Texto:
• • • • •

La marcha me pareció menos peligrosa que patética. Vi, arriba y abajo del escenario, un movimiento político cansado, sin entusiasmo, que repetía consignas delirantes que nadie escuchaba pero tampoco nadie cuestionaba. Una manifestación a reglamento, con esa doble banalidad del kirchnerismo de sentir un desprecio absoluto por la república y al mismo tiempo hacerlo con desgano, sin épica, mecánicamente. En 2020 pasé por esa misma plaza para ir a algunas de las marchas ciudadanas contra la reforma judicial, la estatización de Vicentín o la extensión de la cuarentena. En cualquiera de esas marchas, que no tuvieron discursos ni tribunas, convocadas por las redes sociales, había más energía política que en la de ayer.

• • • • •

Extractos de datos:
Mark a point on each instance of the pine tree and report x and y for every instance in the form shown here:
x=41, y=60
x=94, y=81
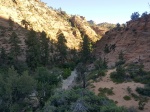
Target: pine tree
x=85, y=51
x=61, y=46
x=15, y=49
x=33, y=50
x=44, y=48
x=3, y=56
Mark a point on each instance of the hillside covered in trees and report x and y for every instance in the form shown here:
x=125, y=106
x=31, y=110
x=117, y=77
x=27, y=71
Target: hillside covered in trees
x=37, y=53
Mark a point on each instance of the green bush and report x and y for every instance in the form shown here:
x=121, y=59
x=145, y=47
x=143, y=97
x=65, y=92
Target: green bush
x=118, y=76
x=66, y=73
x=96, y=74
x=104, y=91
x=143, y=91
x=126, y=98
x=80, y=100
x=136, y=97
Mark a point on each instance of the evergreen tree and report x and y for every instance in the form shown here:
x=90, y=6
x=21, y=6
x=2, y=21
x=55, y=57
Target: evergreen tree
x=61, y=46
x=86, y=49
x=15, y=49
x=3, y=57
x=44, y=48
x=33, y=50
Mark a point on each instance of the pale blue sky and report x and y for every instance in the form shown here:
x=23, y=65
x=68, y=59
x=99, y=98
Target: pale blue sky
x=113, y=11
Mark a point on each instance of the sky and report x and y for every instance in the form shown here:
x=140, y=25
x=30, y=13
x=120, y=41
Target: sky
x=112, y=11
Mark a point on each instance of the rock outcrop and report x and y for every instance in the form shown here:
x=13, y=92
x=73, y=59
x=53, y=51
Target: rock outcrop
x=36, y=15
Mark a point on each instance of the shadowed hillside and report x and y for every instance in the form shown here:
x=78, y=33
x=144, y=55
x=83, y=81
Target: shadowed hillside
x=132, y=40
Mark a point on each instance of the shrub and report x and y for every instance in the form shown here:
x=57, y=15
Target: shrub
x=126, y=98
x=135, y=16
x=129, y=89
x=119, y=75
x=136, y=97
x=143, y=91
x=96, y=74
x=66, y=73
x=104, y=91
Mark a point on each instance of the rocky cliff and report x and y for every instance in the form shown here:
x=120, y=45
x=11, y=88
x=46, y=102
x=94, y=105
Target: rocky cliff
x=133, y=40
x=36, y=15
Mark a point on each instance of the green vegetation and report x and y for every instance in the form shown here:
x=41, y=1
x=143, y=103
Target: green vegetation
x=80, y=100
x=104, y=91
x=99, y=71
x=86, y=49
x=126, y=98
x=66, y=73
x=135, y=16
x=118, y=76
x=121, y=60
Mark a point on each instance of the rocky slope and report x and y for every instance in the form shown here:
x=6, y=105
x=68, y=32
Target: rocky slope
x=133, y=40
x=36, y=15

• • • • •

Ejercicio propuesto 1: Reproduce el pasaje del texto sobre la marcha comprendido entre "La marcha me" y "la de ayer.", ambos incluidos.
Ejercicio propuesto 2: Indica si cada afirmación concuerda con el texto sobre la marcha, respondiendo sí o no y citando literalmente las palabras del texto que lo deciden: (a) La marcha resultó más peligrosa que patética. (b) Las marchas ciudadanas de 2020 fueron convocadas por las redes sociales. (c) En las marchas de 2020 hubo discursos y tribunas.
Los registros no intervienen en esta actividad.

Respuesta del ejercicio 1:
La marcha me pareció menos peligrosa que patética. Vi, arriba y abajo del escenario, un movimiento político cansado, sin entusiasmo, que repetía consignas delirantes que nadie escuchaba pero tampoco nadie cuestionaba. Una manifestación a reglamento, con esa doble banalidad del kirchnerismo de sentir un desprecio absoluto por la república y al mismo tiempo hacerlo con desgano, sin épica, mecánicamente. En 2020 pasé por esa misma plaza para ir a algunas de las marchas ciudadanas contra la reforma judicial, la estatización de Vicentín o la extensión de la cuarentena. En cualquiera de esas marchas, que no tuvieron discursos ni tribunas, convocadas por las redes sociales, había más energía política que en la de ayer.

Respuesta del ejercicio 2:
(a) No: "La marcha me pareció menos peligrosa que patética."
(b) Sí: "convocadas por las redes sociales".
(c) No: "que no tuvieron discursos ni tribunas".